[Start of RECORDS FOR THIS TASK]

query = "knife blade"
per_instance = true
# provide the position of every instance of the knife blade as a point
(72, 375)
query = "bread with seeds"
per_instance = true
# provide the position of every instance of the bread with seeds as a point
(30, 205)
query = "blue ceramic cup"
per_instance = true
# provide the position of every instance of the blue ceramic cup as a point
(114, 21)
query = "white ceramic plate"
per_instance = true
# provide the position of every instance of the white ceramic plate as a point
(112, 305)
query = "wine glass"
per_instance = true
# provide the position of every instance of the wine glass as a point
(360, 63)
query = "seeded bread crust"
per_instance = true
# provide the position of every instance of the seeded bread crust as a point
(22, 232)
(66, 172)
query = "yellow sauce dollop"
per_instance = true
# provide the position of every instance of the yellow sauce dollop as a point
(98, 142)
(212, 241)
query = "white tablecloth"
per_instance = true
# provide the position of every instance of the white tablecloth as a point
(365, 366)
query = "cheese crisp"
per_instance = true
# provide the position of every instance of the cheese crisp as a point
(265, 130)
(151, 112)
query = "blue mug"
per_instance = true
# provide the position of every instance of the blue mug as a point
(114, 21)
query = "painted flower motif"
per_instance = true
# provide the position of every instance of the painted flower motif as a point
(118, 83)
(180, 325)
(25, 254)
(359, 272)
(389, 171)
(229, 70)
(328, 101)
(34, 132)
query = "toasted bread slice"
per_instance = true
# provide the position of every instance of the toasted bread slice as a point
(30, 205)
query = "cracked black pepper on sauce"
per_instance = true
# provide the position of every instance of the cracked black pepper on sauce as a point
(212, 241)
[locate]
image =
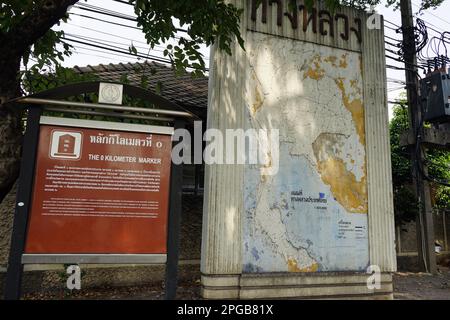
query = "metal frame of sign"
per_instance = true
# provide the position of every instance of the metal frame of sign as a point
(17, 258)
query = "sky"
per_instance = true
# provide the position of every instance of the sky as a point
(117, 35)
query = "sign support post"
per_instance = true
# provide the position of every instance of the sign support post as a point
(23, 204)
(174, 223)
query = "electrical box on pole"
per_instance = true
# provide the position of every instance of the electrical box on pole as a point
(435, 89)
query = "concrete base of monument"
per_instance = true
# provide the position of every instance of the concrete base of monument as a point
(329, 285)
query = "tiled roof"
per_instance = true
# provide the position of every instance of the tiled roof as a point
(184, 90)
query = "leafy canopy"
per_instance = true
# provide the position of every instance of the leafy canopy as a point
(438, 162)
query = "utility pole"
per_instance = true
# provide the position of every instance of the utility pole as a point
(424, 221)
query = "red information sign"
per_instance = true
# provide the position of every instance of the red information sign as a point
(100, 191)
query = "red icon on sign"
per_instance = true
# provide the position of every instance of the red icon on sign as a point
(65, 145)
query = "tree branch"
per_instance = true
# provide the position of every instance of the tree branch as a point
(36, 23)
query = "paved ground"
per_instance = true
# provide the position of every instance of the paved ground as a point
(407, 286)
(422, 286)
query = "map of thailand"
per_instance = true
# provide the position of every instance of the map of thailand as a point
(312, 215)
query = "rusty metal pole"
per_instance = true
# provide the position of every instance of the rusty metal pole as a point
(424, 221)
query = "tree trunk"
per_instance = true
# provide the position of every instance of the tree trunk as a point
(10, 123)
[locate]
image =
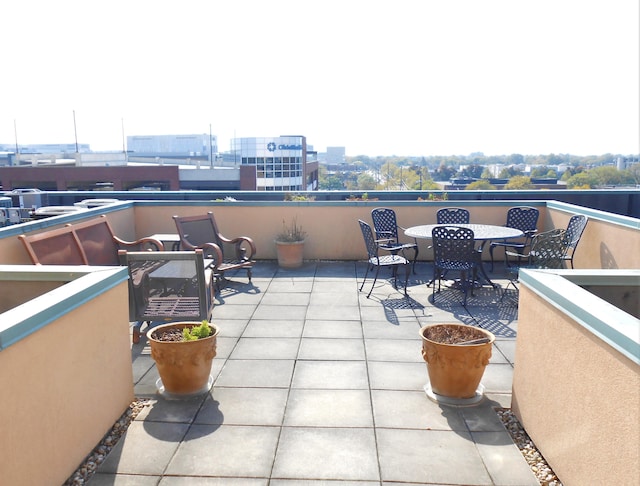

[End of RECORDS FOR THIS TASK]

- AIM -
Count the lines above that contain the string "post" and reply with that number alone.

- RESPONSE -
2